With environmental concerns prompting a rethink of how goods are packaged for delivery, the furniture industry is having to consider new materials and processes, writes Paul Farley – who, earlier this year, enlisted the help of some of the sector’s more progressive packaging professionals to evaluate what the changes might look like …
Making sure a piece of furniture gets from A to B in one piece requires more than careful handling and wishful thinking. Effective packaging plays a vital role in the fulfilment process, protecting what are often large, unwieldy and expensive deliveries from damage in transit, and minimising the likelihood of returns.
Yet today’s orders can’t simply be wrapped up (figuratively) in cotton wool. With consumer mindsets and Government regulation increasingly taking account of sustainable concerns, the furniture supply chain is having to explore new approaches to packaging.
“All major retailers in the UK and internationally are conscious of their responsibility towards sustainability, and will be working on initiatives to ensure they are meeting their own governments’ national and international requirements,” writes FIRA International’s John Hubbard in Packaging and Sustainability: Guide to Alternatives, a report he compiled on behalf of the Furniture Industry Research Association.
In the study, John explains how packaging considerations can influence a product’s entire lifecycle, from design to possible reuse/recycling, and that the days of cardboard boxes, bubble wrap, polystyrene blocks and polythene bags could soon give way to more degradable alternatives.

Items ::
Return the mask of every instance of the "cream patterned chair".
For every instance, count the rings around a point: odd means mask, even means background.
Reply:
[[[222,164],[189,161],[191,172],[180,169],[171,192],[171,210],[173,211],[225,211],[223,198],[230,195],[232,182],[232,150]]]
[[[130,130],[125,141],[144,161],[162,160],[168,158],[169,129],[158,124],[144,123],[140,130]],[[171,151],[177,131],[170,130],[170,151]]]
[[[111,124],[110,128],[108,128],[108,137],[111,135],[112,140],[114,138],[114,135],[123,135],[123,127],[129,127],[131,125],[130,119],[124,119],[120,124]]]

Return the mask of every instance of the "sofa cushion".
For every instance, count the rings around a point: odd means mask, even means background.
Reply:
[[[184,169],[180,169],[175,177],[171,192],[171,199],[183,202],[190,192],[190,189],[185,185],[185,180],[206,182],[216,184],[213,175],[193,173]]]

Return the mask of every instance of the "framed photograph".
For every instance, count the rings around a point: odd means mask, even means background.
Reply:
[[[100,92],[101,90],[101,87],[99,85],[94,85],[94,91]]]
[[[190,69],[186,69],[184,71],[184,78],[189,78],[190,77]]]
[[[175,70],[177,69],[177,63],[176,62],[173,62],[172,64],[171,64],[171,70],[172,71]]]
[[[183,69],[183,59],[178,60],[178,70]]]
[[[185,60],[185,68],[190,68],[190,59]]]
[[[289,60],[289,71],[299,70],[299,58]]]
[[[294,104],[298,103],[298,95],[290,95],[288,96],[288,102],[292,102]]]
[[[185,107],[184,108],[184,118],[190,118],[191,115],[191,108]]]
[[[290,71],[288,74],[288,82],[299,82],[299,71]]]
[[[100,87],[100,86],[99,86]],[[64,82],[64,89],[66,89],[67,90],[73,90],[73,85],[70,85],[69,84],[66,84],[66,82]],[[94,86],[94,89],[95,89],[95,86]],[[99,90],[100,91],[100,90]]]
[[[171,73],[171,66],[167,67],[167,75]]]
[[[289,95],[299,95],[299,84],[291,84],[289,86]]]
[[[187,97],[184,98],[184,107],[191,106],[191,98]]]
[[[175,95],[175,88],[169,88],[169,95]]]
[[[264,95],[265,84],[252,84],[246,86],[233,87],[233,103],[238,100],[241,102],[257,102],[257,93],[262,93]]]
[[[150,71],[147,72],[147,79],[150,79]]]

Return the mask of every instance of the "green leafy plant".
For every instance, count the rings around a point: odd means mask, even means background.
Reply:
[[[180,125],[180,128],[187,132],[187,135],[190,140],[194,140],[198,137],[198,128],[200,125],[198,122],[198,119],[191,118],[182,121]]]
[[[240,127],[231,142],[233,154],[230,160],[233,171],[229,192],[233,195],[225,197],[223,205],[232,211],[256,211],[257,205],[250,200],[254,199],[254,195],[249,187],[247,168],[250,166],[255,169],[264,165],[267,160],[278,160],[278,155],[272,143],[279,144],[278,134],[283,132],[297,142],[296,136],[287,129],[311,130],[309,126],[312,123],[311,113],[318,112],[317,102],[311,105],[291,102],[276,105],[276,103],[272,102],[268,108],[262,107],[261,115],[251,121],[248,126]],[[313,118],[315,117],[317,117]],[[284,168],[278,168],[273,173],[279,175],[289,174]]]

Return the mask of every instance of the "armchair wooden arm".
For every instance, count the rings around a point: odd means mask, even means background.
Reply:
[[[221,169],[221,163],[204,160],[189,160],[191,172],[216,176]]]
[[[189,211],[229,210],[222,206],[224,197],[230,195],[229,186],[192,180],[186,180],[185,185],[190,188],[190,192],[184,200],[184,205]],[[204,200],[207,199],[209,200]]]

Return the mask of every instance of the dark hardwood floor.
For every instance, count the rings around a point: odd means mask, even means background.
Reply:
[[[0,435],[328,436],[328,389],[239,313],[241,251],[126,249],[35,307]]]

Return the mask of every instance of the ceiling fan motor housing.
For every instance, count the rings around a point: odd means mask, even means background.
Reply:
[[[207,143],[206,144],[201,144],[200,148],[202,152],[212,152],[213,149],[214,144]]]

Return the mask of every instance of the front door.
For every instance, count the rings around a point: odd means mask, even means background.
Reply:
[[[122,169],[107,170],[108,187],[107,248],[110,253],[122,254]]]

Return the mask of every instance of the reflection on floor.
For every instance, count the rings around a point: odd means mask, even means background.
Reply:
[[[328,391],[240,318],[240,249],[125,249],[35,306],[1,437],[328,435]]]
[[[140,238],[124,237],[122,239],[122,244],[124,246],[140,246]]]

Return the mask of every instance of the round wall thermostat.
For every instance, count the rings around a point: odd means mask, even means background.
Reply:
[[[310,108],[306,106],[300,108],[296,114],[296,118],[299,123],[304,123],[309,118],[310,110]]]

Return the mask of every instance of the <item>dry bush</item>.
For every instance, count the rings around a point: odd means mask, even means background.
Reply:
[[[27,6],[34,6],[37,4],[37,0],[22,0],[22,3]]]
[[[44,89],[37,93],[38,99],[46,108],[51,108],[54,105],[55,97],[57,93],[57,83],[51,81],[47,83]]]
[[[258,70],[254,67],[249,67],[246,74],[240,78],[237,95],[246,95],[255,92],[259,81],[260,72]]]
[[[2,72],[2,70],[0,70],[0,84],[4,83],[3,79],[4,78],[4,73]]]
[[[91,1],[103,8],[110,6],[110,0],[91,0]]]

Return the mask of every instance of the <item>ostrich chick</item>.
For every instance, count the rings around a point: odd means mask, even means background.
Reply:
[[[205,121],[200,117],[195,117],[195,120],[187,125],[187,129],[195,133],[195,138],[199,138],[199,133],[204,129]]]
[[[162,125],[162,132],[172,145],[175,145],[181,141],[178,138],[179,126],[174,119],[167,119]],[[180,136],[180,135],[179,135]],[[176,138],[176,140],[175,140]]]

Exercise instructions ::
1. Render the sentence "Making sure a piece of furniture gets from A to B in one piece requires more than careful handling and wishful thinking." from the furniture packaging article in French.
2. Carry the furniture packaging article forward with a further paragraph that picks up after its final sentence.
The entries above were drawn from a separate source.

Answers per task ::
1. Faire en sorte qu'un meuble arrive intact du point A au point B exige plus qu'une manipulation soigneuse et des vœux pieux.

2.
From 1st April, for example, a new tax levied charges against any plastic packaging that does not contain at least 30% recycled plastic. The Government expects the tax to impact an estimated 20,000 manufacturers and plastic packaging importers – but estimates that it will result in a +40% increase in the use of recycled plastic in packaging.
Or consider the Government’s proposal to introduce a UK-wide Extended Producer Responsibility for packaging, which would focus compliance on packaging producers, and see them bear the full cost of managing packaging once it is discarded.
Although some businesses are ahead of the curve in the eco-packaging stakes, such developments will unavoidably create higher costs across the furniture industry – so it pays to know what is around the corner.
Thanks to a panel of experts for speaking up for this special discussion feature: Gavin Boden, sales director, Rhenus Home Delivery (UK); John Hubbard, technical consultant, FIRA International; Tom Hudson, head of quality, Gallery Direct; Catherine Byrom, business development director, AP+; Richard Hunter, sales director, Ribble Packaging; and Pete McDonald, service and QS manager, La-Z-Boy UK.
Read the article here.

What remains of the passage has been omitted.